### EXCERTO
═══

Por Huseyin Ozdemir*
A onda de patriotismo que alargou o Exército ucraniano de 260 mil para 700 mil militares acabou, frente à dura realidade da guerra de trincheiras que destruiu sonhos de heroísmo.
Quando a Rússia iniciou a guerra contra a Ucrânia em 2022, os homens ucranianos estavam ansiosos por defender sua nação, inundando os centros de alistamento. Dois anos depois, o espírito de adesão à luta diminuiu significativamente.
A estratégia de defesa da Ucrânia está em colapso?
Com a Rússia controlando quase um quarto da Ucrânia e lutando em uma linha de frente de 1.000 km que se assemelha à terrível guerra de trincheiras da Primeira Guerra Mundial, muitos homens ucranianos agora evitam o recrutamento por todos os meios possíveis. Alguns mudam de endereço para escapar do recrutamento, enquanto outros recorrem ao suborno para fugir do serviço militar.

═══

### DADOS FORNECIDOS
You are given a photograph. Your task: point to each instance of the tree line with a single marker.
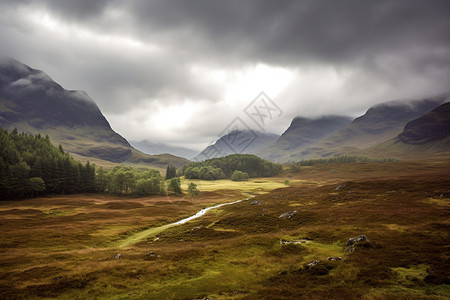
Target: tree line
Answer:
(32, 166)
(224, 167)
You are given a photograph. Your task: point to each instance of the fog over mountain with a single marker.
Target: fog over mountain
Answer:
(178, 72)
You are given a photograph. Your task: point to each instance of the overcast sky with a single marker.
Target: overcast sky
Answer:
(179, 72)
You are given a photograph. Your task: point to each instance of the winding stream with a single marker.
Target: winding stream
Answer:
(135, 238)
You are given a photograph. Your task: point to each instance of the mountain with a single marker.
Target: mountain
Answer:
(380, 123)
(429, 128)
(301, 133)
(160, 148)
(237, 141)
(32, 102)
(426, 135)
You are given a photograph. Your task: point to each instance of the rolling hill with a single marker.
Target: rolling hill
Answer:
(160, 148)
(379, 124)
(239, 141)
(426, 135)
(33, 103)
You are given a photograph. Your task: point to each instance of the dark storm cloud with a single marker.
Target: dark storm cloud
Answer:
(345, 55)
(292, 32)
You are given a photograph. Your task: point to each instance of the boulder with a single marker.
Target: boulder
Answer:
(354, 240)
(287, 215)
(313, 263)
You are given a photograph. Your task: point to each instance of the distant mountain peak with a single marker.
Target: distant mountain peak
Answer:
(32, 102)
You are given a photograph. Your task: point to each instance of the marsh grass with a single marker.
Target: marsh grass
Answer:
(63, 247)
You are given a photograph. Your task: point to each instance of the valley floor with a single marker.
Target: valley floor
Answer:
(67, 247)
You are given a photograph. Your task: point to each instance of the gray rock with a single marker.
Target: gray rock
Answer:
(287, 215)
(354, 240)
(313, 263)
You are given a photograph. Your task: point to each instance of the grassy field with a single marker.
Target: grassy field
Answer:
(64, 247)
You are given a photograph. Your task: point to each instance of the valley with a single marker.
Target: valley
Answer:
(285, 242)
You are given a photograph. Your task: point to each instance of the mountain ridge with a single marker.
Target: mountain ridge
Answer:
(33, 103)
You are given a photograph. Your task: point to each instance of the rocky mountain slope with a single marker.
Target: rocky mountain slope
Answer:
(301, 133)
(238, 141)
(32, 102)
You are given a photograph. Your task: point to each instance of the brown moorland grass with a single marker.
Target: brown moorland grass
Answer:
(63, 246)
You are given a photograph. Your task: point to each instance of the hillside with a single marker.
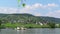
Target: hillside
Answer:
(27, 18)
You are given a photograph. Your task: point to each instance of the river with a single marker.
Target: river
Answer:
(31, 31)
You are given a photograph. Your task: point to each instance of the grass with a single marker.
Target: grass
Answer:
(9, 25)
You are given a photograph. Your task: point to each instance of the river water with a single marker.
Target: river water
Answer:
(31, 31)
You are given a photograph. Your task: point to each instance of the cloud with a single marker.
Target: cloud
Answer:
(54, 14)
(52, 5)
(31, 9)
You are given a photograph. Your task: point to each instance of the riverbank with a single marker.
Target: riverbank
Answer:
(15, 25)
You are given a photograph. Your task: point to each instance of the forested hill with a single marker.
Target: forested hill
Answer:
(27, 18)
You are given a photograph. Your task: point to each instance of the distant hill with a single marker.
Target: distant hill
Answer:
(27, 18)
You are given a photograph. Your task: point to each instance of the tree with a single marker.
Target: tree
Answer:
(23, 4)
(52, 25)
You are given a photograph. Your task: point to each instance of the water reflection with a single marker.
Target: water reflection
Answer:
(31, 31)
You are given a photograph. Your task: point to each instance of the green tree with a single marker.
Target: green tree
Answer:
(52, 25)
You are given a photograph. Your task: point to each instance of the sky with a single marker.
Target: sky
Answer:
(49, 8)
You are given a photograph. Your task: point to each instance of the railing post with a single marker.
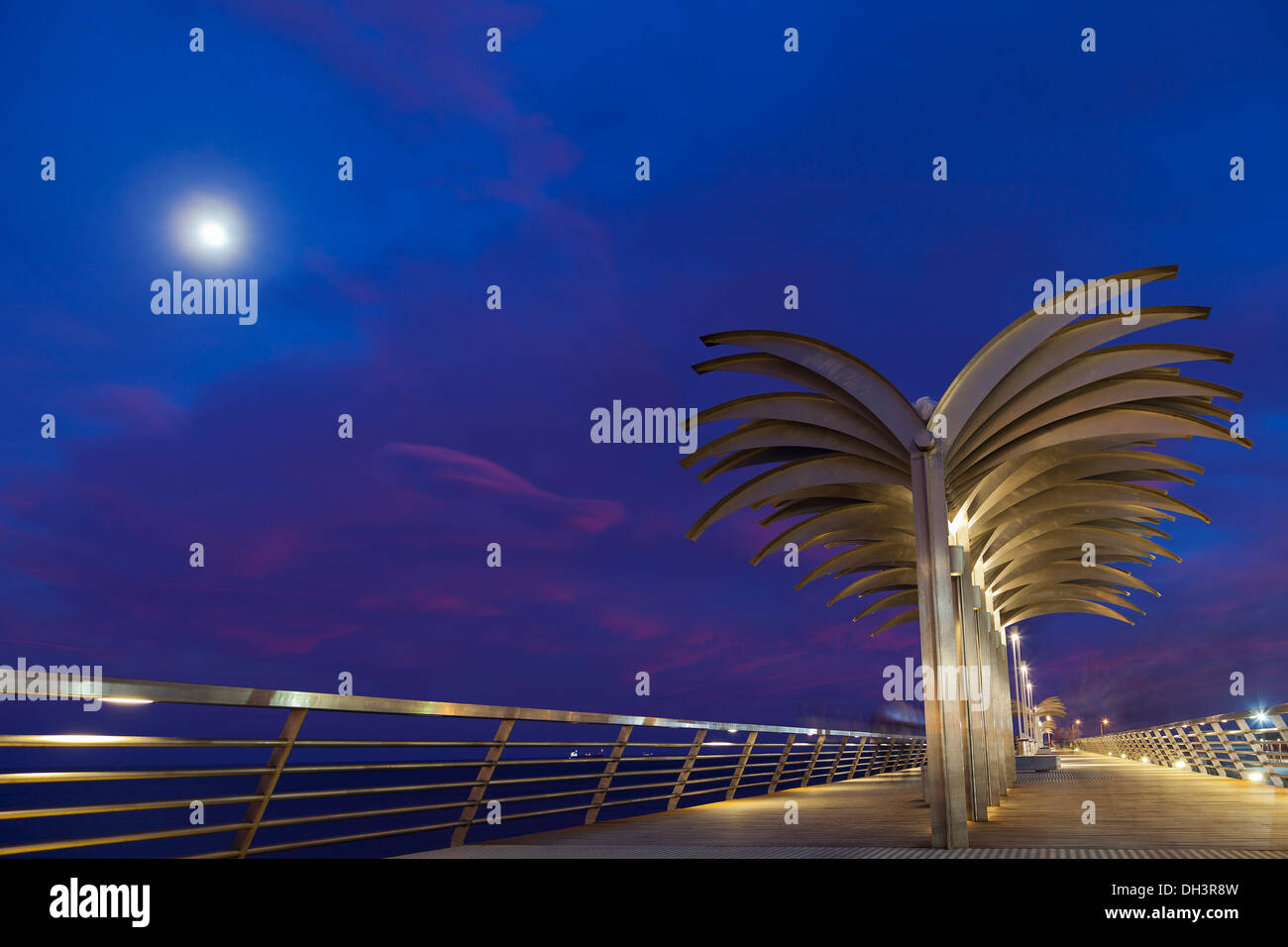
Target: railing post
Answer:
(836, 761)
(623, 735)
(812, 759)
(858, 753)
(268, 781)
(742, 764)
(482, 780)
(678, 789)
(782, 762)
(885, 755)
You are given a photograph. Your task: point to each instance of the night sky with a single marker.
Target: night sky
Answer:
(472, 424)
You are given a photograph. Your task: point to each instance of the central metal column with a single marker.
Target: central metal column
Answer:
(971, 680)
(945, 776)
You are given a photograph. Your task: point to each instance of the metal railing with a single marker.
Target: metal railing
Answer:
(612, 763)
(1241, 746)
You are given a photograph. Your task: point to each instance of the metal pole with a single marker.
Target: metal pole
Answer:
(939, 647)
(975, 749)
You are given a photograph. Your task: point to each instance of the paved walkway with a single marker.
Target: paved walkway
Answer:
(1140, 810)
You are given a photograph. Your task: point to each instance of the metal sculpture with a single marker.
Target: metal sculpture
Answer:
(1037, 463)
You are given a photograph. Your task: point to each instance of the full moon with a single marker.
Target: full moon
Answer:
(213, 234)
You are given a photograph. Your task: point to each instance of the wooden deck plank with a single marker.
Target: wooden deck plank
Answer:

═══

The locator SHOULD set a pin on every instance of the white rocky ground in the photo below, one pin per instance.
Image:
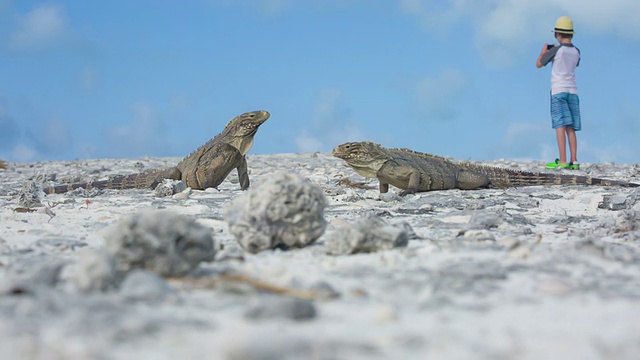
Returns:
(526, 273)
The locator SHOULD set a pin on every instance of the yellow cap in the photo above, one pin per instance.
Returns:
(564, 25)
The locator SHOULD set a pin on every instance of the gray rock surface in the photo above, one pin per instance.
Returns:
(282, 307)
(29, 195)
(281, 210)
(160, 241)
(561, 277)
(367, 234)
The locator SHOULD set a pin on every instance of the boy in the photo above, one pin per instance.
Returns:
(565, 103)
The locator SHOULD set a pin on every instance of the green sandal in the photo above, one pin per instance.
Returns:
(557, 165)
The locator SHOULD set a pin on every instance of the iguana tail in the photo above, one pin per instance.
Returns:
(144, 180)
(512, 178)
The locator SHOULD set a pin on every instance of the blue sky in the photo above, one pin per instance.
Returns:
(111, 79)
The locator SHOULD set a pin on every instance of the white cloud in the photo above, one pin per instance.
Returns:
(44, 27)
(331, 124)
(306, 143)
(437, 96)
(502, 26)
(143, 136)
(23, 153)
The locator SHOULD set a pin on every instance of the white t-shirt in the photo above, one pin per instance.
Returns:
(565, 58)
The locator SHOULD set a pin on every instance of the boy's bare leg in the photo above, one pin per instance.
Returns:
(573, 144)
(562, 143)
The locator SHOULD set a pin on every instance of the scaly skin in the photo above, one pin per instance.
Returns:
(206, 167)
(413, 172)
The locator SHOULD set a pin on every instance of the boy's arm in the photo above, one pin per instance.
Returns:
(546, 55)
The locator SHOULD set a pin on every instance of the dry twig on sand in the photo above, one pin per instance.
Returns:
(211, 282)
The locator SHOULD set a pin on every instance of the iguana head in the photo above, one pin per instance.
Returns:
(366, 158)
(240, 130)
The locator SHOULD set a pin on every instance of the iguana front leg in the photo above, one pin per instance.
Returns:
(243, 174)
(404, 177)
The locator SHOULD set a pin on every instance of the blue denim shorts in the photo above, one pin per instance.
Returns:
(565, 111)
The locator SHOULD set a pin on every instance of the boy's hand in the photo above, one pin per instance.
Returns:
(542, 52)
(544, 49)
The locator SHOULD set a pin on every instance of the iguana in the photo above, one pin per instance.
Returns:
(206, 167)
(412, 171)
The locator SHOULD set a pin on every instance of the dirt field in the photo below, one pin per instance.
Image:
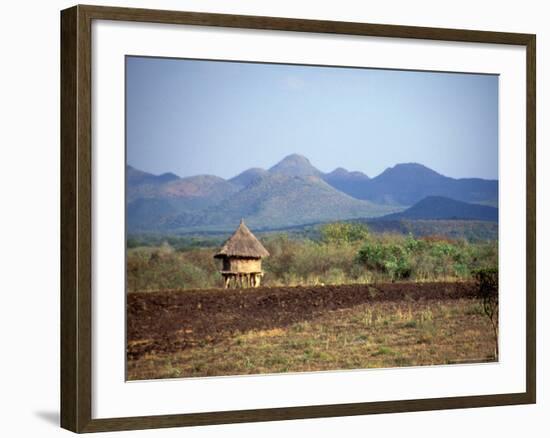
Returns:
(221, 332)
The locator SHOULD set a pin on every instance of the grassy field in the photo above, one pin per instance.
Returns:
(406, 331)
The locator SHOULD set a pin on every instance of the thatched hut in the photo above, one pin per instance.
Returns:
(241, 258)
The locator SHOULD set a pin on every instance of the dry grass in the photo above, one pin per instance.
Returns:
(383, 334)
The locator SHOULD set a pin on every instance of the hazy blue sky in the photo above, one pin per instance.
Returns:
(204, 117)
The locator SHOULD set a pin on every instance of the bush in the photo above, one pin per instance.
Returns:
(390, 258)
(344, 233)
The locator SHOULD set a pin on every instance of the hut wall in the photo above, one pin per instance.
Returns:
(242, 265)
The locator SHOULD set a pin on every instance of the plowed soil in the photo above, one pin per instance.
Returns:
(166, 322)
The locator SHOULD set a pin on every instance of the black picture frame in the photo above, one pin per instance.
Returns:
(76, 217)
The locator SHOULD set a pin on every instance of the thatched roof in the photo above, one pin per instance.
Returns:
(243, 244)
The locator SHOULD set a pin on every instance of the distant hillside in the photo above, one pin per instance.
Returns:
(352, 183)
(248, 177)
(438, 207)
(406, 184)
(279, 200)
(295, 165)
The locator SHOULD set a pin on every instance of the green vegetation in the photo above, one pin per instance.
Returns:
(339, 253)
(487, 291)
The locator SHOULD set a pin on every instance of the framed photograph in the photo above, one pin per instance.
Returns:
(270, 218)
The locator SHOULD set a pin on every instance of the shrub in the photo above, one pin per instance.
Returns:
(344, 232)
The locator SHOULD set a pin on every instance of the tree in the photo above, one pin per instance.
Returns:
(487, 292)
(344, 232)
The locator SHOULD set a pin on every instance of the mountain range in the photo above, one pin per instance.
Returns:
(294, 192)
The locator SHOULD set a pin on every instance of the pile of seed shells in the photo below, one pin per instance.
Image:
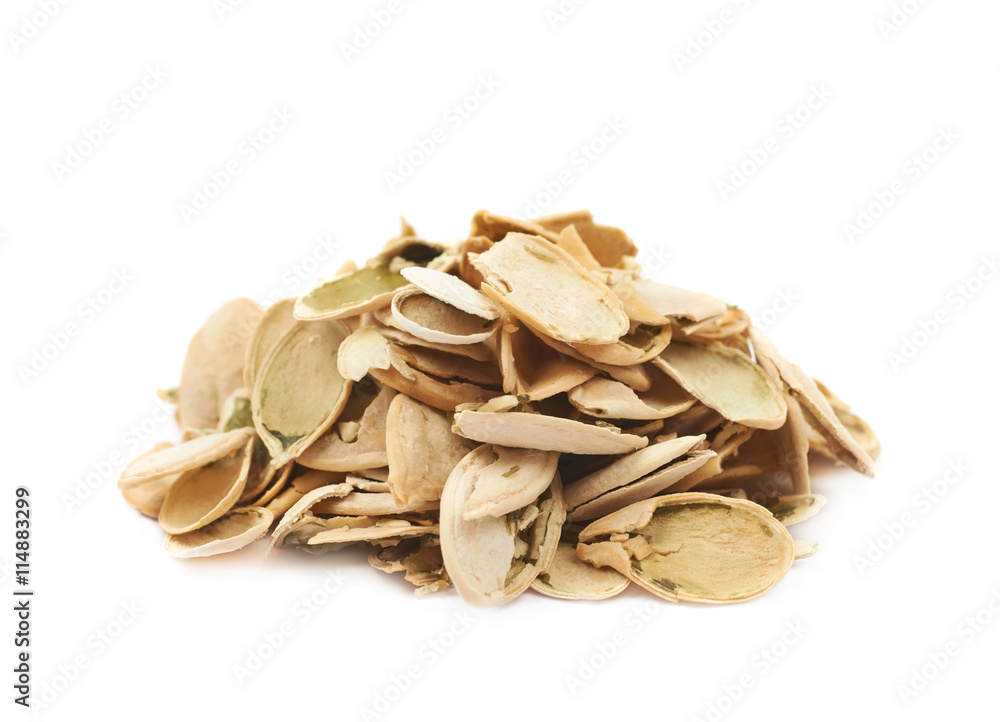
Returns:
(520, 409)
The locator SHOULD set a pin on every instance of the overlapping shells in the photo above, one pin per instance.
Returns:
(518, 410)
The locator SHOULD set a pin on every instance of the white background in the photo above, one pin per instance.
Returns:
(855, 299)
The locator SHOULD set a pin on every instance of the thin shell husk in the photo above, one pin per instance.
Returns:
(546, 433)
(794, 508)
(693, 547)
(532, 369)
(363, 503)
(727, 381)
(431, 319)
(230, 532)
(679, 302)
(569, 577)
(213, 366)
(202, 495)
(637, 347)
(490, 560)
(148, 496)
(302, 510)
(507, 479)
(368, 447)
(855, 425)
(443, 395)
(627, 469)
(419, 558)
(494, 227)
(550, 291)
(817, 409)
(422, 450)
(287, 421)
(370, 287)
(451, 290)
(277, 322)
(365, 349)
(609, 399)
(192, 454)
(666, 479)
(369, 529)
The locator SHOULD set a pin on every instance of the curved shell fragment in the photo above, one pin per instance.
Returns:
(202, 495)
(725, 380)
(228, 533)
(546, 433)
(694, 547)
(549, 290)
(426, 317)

═══

### TAREFAS E EXERCÍCIOS
[A] De acordo com o excerto sobre o recrutamento na Ucrânia, de quantos para quantos militares cresceu o Exército ucraniano?
[B] Dê continuidade ao excerto sobre o recrutamento na Ucrânia a partir da última frase apresentada.
As linhas apresentadas acima vêm de outra fonte, sem relação com o excerto.

### EXERCÍCIOS RESOLVIDOS
[A] De 260 mil para 700 mil militares.

[B]
A onda inicial de patriotismo que aumentou o Exército ucraniano de 260 mil para 700 mil militares durou pouco, pois a dura realidade da guerra de trincheiras destruiu os sonhos de heroísmo. Pesadas perdas contínuas deixaram os militares com extrema necessidade de novos recrutas. Esta escassez de soldados representa um desafio significativo à estratégia de defesa da Ucrânia contra um Exército russo mais bem equipado e implacável.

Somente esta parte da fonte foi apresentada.